* [BRIEF A]: According to the bug report on Windows debug unittest crashes, why do the unittests crash even though main() returns 0? Answer in one to three sentences.
* [BRIEF B]: Resume the bug report on Windows debug unittest crashes, picking up right after its last sentence.

-- TEXT follows --

[SERVER-39728] Unittests on Windows debug can crash after returning from main() Created: 21/Feb/19  Updated: 29/Oct/23  Resolved: 04/Apr/19

Status: Closed
Project: Core Server
Component/s: None
Affects Version/s: None
Fix Version/s: 4.1.10

Type: Task Priority: Major - P3
Reporter: Henrik Edin Assignee: Henrik Edin
Resolution: Fixed Votes: 0
Labels: None
Remaining Estimate: Not Specified
Time Spent: Not Specified
Original Estimate: Not Specified

Issue Links:
Depends
Related
Backwards Compatibility: Fully Compatible
Sprint: Dev Tools 2019-03-11, Dev Tools 2019-03-25, Dev Tools 2019-04-08
Participants:
Linked BF Score: 12

 Description   

We currently experience spurious crashes of unittests on Windows debug builds with exit code C0000005 / -1073741819 Windows Access Violation even though we returned 0 from main().

The reason is that we don't shutdown various subsystems cleanly before returning from main causing races between new threads starting up and instantiating thread_locals that allocates memory while we're tearing down the debug CRT.

-- TEXT concluded --
-- EXTRACTED ENTRIES follows --

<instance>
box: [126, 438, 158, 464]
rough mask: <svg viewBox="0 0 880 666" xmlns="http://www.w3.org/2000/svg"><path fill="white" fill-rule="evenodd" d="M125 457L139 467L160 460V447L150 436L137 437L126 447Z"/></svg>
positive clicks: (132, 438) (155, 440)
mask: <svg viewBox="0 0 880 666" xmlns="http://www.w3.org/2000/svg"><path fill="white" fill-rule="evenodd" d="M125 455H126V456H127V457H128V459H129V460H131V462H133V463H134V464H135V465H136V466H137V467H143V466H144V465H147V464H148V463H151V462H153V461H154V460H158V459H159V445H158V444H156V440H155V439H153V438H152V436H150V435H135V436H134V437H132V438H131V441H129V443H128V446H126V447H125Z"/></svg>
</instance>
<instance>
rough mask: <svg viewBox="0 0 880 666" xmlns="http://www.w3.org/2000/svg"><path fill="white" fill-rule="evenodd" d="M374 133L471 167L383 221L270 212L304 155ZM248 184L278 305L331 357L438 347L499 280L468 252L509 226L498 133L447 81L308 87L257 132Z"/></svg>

-- EXTRACTED ENTRIES concluded --

* [EXPECTED OUTPUT A]: The subsystems are not shut down cleanly before main() returns. New threads then start up and instantiate thread_locals that allocate memory while the debug CRT is being torn down, and this race causes the access violation.

* [EXPECTED OUTPUT B]:
Even "single threaded" unittests have this problem because certain Windows API's like CertCreateCertificateChainEngine uses the Windows thread pool which may spawn new threads at any time.

There's two possible solutions:
1. quickExit instead of returning from main, at least on Windows debug
2. Attempt to use the same cleanup path as embedded for unittests and find&fix the problematic systems.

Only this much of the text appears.